Identify every line below that contains the word "black" and copy each one.

▽

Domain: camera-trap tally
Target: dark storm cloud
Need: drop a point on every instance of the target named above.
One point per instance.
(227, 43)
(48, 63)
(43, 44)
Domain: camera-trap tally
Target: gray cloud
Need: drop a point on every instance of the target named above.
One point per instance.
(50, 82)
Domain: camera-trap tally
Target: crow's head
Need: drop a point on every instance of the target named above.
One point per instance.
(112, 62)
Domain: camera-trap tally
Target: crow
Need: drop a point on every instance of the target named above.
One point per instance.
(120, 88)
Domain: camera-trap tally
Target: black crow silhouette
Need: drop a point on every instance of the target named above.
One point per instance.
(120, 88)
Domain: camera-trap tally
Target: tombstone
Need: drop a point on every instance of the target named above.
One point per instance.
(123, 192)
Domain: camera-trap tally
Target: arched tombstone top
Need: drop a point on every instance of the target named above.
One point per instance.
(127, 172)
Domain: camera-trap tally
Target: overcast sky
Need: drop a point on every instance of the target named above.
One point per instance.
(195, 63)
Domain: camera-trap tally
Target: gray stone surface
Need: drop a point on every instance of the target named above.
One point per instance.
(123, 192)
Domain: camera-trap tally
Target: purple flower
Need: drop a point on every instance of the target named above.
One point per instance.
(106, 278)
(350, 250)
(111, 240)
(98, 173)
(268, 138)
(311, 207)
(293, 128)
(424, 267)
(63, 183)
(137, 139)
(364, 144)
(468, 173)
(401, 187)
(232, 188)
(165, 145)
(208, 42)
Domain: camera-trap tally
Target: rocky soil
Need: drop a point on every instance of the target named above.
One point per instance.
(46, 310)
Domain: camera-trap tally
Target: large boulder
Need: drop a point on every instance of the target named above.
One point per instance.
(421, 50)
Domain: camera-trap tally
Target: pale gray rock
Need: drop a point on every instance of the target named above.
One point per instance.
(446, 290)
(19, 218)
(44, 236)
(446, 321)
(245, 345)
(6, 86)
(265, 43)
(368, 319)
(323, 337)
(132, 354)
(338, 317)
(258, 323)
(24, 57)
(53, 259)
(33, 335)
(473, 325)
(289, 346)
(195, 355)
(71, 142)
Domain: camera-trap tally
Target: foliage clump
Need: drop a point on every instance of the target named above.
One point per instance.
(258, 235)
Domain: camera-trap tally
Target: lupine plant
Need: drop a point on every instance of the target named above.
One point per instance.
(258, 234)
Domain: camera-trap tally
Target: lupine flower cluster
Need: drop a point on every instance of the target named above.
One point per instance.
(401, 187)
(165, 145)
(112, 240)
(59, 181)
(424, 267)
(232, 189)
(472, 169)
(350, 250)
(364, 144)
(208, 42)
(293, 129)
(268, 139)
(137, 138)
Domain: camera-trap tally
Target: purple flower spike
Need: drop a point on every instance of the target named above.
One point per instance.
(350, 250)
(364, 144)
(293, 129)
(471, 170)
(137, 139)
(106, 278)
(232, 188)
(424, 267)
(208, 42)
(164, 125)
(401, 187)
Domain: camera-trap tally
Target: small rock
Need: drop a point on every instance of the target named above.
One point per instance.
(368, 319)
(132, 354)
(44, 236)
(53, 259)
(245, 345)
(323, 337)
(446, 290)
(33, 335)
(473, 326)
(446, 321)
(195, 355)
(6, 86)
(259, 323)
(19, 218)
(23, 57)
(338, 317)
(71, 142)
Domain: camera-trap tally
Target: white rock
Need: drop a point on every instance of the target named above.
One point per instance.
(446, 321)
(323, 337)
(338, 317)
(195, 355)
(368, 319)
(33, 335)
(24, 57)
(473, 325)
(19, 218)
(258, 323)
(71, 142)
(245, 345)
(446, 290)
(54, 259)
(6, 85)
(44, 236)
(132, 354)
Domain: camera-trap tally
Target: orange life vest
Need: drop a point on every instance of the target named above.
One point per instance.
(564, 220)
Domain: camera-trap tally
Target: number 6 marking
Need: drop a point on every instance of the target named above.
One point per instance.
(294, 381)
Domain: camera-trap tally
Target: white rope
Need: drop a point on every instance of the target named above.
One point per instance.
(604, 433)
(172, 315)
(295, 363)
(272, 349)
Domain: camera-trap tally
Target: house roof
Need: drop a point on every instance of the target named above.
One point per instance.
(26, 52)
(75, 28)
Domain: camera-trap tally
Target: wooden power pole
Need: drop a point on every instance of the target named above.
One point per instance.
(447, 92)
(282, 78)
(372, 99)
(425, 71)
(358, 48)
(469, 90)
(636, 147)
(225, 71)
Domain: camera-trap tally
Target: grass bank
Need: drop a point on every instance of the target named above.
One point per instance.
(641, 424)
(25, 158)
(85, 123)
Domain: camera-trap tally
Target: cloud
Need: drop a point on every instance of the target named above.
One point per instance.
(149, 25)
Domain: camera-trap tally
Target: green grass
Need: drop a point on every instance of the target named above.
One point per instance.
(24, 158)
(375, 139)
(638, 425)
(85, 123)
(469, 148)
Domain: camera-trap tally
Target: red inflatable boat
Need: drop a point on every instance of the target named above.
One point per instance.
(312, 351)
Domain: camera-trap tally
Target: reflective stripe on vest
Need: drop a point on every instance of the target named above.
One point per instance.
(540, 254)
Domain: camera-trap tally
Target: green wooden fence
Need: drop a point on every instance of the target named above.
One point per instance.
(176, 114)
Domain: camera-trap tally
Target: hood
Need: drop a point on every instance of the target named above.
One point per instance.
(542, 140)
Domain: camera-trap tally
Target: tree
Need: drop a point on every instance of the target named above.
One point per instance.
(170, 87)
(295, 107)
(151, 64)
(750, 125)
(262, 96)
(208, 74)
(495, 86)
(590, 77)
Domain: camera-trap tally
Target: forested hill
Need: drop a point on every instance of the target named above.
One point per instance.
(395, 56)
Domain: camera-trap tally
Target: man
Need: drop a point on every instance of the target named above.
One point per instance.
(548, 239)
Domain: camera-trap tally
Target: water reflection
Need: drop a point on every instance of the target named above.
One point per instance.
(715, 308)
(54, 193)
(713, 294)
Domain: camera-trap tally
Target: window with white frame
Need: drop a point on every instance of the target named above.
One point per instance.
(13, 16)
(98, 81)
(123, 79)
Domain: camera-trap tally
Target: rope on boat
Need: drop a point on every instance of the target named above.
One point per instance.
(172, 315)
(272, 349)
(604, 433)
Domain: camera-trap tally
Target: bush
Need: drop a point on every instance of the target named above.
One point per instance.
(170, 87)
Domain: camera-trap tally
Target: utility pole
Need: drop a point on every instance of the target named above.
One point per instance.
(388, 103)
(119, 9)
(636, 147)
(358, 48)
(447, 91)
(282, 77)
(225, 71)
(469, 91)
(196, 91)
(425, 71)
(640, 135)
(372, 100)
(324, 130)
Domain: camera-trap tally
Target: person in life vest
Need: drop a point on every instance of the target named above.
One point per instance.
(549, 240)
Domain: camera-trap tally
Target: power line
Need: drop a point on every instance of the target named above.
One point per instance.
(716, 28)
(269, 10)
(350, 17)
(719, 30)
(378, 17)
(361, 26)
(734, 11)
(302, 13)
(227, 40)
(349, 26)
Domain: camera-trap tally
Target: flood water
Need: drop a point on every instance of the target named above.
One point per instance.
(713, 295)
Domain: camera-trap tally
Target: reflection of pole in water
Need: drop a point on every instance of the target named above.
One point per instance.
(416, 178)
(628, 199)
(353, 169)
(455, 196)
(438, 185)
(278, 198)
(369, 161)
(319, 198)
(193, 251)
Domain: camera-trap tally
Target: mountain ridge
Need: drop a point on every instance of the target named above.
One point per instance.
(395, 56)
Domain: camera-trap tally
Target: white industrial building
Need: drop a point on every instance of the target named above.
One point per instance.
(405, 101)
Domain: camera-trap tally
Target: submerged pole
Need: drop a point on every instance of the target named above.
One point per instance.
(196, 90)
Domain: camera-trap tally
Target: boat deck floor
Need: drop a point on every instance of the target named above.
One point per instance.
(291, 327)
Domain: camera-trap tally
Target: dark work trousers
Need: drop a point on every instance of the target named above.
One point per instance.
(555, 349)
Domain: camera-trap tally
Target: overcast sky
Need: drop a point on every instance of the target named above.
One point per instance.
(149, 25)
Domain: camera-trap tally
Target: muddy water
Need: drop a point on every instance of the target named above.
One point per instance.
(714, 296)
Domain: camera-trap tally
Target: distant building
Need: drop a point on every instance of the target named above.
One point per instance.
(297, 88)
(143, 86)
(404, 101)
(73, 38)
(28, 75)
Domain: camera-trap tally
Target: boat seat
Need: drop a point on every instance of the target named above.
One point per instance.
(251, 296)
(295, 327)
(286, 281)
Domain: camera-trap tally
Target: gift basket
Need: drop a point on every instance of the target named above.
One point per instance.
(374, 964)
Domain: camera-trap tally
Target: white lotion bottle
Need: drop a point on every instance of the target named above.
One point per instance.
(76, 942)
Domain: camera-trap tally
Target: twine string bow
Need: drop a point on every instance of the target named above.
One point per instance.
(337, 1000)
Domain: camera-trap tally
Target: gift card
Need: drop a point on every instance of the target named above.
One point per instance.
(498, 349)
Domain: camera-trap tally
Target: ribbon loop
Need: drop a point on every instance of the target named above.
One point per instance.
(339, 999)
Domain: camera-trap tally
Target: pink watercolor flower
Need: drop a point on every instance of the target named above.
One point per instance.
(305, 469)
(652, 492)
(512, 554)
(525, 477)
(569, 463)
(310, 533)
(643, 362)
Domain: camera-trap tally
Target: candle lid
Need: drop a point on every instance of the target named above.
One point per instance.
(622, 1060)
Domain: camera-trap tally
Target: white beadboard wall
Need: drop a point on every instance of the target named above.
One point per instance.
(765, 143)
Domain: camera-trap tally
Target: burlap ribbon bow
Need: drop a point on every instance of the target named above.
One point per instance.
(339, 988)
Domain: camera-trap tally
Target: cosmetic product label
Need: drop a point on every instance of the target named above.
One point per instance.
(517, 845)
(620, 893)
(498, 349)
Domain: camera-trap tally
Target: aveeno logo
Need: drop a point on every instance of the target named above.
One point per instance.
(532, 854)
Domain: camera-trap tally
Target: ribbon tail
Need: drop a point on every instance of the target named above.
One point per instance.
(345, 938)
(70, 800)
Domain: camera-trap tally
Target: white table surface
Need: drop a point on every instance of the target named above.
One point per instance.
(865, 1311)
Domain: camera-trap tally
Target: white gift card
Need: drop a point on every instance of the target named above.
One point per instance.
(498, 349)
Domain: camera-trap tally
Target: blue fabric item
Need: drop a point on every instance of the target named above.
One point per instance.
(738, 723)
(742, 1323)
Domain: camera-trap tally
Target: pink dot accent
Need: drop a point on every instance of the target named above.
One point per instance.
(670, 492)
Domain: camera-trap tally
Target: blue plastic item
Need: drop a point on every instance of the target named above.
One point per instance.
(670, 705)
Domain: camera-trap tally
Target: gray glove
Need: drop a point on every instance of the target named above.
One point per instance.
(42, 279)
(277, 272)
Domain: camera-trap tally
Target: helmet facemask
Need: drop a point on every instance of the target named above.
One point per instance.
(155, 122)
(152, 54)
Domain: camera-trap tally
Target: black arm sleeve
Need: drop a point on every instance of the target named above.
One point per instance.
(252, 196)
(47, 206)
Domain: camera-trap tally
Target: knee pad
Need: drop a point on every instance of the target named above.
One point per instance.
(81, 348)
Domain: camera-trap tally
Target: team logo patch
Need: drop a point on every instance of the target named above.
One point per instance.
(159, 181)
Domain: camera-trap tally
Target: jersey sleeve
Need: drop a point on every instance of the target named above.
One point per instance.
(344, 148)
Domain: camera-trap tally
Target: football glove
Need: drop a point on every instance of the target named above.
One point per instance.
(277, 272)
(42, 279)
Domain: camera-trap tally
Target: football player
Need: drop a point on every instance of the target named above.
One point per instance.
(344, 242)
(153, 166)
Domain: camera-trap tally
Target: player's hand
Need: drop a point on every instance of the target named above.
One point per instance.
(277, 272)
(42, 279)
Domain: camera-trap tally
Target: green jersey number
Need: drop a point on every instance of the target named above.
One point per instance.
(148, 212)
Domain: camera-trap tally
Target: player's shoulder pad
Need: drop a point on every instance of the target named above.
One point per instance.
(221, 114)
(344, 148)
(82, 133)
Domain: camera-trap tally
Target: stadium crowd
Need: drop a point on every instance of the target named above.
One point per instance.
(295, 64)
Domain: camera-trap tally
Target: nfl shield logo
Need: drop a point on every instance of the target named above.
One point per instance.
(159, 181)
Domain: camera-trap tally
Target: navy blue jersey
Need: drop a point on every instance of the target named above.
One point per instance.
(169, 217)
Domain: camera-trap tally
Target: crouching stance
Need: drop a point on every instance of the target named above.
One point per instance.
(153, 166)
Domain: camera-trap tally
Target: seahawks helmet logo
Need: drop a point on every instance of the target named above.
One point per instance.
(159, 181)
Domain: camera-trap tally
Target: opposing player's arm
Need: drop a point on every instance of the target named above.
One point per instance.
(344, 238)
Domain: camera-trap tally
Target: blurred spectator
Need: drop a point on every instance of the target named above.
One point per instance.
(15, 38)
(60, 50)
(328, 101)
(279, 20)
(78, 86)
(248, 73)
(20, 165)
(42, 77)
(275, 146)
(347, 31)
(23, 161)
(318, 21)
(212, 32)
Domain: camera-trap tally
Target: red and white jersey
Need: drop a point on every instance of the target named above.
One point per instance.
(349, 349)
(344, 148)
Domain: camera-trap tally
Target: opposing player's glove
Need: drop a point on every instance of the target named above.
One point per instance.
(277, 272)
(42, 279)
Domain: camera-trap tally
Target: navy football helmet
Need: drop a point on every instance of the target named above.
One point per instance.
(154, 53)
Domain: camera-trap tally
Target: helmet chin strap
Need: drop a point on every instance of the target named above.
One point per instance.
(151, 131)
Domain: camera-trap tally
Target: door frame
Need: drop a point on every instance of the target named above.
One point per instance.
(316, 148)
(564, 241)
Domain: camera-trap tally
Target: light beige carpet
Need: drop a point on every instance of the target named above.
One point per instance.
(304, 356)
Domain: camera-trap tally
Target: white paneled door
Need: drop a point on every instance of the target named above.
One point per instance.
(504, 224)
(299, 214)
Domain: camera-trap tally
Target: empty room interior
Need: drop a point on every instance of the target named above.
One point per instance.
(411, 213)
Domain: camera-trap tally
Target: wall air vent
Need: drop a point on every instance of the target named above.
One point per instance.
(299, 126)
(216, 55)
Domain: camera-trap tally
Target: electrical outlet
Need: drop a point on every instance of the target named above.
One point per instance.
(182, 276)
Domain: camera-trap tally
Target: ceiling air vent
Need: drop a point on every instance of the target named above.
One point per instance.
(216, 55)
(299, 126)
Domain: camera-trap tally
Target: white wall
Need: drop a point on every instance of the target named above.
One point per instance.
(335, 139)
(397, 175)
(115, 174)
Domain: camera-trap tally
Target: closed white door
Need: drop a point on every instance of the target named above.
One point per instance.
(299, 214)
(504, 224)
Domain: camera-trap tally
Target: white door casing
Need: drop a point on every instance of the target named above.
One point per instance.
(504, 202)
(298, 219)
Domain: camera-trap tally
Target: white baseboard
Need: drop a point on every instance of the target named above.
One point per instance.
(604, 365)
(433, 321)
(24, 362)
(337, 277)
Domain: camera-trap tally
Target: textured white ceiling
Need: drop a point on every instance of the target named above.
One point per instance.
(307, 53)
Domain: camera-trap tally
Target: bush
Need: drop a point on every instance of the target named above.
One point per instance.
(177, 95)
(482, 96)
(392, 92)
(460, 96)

△

• [Written answer]:
Target: black crow silhouette
Target: black arm sleeve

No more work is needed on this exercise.